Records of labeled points
_ _ _

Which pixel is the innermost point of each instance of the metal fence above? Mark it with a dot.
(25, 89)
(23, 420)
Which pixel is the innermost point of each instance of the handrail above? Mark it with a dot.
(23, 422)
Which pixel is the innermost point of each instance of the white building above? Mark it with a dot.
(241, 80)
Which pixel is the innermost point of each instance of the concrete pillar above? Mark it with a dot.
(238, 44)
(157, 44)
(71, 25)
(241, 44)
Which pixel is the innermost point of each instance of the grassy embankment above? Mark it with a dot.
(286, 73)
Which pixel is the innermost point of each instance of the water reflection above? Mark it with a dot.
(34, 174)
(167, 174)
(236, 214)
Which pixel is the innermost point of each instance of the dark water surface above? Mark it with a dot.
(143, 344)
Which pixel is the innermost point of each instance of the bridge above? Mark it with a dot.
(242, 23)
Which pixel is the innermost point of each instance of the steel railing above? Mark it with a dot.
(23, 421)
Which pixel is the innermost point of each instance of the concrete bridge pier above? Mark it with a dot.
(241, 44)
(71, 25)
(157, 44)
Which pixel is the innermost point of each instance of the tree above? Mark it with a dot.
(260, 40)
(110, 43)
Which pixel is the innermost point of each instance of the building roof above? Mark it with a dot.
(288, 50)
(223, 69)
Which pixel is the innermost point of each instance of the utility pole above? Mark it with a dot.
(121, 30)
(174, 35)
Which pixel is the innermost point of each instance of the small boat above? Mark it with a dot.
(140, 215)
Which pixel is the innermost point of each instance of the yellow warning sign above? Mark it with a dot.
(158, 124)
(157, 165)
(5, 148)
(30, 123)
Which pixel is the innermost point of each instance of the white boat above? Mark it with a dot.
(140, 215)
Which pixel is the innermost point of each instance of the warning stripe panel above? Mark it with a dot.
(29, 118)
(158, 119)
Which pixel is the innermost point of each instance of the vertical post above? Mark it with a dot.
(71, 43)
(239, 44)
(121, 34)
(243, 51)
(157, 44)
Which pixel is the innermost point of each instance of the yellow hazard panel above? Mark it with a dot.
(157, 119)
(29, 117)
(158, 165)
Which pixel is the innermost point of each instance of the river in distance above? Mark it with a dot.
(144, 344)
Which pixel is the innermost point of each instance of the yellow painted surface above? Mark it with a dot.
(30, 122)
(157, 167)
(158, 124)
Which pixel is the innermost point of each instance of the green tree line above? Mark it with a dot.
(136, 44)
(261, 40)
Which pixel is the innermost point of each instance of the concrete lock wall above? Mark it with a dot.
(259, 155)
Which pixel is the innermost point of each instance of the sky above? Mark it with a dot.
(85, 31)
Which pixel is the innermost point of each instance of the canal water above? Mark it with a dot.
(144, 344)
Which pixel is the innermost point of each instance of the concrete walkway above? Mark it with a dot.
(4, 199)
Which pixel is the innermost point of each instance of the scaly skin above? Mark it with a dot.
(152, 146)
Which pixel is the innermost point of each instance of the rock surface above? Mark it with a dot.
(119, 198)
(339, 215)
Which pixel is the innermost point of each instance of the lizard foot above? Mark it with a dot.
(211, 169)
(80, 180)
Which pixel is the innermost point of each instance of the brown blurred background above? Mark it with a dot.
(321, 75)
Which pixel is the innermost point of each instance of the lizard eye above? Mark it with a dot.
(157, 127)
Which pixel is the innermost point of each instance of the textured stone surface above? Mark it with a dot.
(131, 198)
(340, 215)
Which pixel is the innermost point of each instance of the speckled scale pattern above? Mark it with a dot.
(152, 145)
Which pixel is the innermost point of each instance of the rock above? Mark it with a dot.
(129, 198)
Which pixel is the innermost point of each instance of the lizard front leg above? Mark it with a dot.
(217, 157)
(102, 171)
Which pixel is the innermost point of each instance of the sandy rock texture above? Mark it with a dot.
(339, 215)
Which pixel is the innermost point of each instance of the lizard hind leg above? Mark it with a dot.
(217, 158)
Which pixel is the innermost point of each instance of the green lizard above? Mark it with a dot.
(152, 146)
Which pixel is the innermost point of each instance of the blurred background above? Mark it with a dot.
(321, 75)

_ _ _

DIRECTIONS FOR THIS TASK
Repeat the material above in full, keeping every word.

EXERCISE OUTPUT
Which pixel is the innermost point of each instance of the metal fence above? Mark it with a dot.
(25, 89)
(23, 420)
Which pixel is the innermost point of each instance of the handrail above? Mark it with a dot.
(23, 422)
Which pixel is the innermost point of each instance of the white building above? Mark it with a dot.
(241, 80)
Which pixel is the innermost point of each instance of the concrete pillar above? Mark it with a dot.
(238, 44)
(157, 44)
(71, 25)
(241, 44)
Which pixel is the innermost point of each instance of the grassy embankment above? Mark it with a dot.
(286, 73)
Which pixel is the innermost point of each instance of the water reflection above? Mark it with a dot.
(34, 174)
(167, 174)
(236, 214)
Which pixel is the innermost point of each instance of the dark water surface above? Mark it with a dot.
(143, 344)
Which pixel is the innermost point of each instance of the bridge above? Mark it with a dot.
(242, 23)
Which pixel is the innermost point of each instance of the steel railing above? Mark it with a dot.
(23, 421)
Which pixel is the innermost point of each instance of the concrete bridge pier above? Mark it with a dot.
(241, 44)
(71, 25)
(157, 44)
Which pixel is the innermost point of each instance of the tree above? Mark it with a dot.
(260, 40)
(110, 43)
Which pixel is the innermost point of each instance of the building roof above? Mark it with a dot.
(288, 50)
(223, 69)
Which pixel is the innermost point of each instance of the utility pole above? Mark it with a dot.
(121, 30)
(174, 35)
Which pixel is the innermost point of each instance of the small boat above? Mark it with a dot.
(140, 215)
Which pixel is the innermost point of each instance of the yellow warning sign above? Mark it with a dot.
(158, 124)
(157, 165)
(5, 148)
(30, 123)
Which pixel is the innermost point of each instance of the white boat above? Mark it with a dot.
(140, 215)
Which pixel is the innermost point of each instance of the warning stripe panel above? Mark it with a dot.
(29, 118)
(158, 119)
Which pixel is the innermost point of each instance of the vertical post above? Mark it with a dot.
(71, 43)
(239, 44)
(121, 34)
(243, 51)
(157, 44)
Which pixel is the innermost point of each instance of the yellow hazard panel above? Mark it with a dot.
(157, 119)
(29, 117)
(158, 165)
Which pixel is the innermost point of each instance of the river in distance above? Mark it with a dot.
(144, 344)
Which pixel is the innermost point of each instance of the yellow painted surface above? Mark it with a dot.
(30, 122)
(157, 167)
(158, 124)
Which pixel is the innermost point of each instance of the green tree line above? Mark it with a dot.
(136, 44)
(261, 40)
Which pixel is the innermost point of each instance of the concrete lock wall above? Mark it with a dot.
(259, 155)
Which pixel is the innermost point of each instance of the sky above? Mark it with a dot.
(85, 31)
Which pixel is the innermost point of each instance of the canal water above? Mark it with a dot.
(144, 344)
Which pixel is the innermost point of each instance of the concrete walkway above? Mark it with a dot.
(4, 199)
Which pixel is the innermost point of each instance of the scaly skin above? Mark it with a dot.
(152, 146)
Which pixel is the innermost point of each instance of the rock surface above? Mark it with a dot.
(119, 198)
(339, 215)
Which pixel is the innermost point of each instance of the lizard foot above? Mark it with a dot.
(211, 169)
(80, 180)
Which pixel is the innermost point of each instance of the brown blurred background above? Mark it with a dot.
(321, 75)
Which pixel is the innermost point of each instance of the lizard eye above? Mark it with a dot.
(157, 127)
Which pixel is the innermost point of each instance of the textured stone surface above? Mark it with a dot.
(131, 198)
(340, 215)
Which pixel is the innermost point of each instance of the speckled scale pattern above? Mark it with a dot.
(152, 145)
Which pixel is the innermost point of each instance of the rock above? Mark it with a dot.
(129, 198)
Which pixel is the innermost point of each instance of the lizard front leg above? Mark it with a dot.
(217, 157)
(102, 171)
Which pixel is the innermost point of each instance of the sandy rock texture above? Mark it with a dot.
(339, 215)
Which pixel is the innermost point of each instance of the lizard hind leg above? Mark it with a dot.
(217, 158)
Which pixel is the innermost point of each instance of the green lizard above? Mark it with a dot.
(152, 146)
Which pixel is the innermost point of each instance of the blurred background above? Mark it with a dot.
(321, 75)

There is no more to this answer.